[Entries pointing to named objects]
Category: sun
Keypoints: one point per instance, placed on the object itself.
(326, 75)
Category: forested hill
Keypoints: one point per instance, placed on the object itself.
--
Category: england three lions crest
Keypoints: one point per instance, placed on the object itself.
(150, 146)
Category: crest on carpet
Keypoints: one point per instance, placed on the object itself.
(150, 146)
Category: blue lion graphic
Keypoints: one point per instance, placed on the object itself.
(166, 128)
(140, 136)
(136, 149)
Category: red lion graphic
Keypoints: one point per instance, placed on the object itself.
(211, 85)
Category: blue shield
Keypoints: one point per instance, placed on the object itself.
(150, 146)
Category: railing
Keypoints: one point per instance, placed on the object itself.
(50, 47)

### Task description
Please report every line above that contains the word "graphic", copying each such line in full.

### Full solution
Category: blue lion graphic
Category: red lion graphic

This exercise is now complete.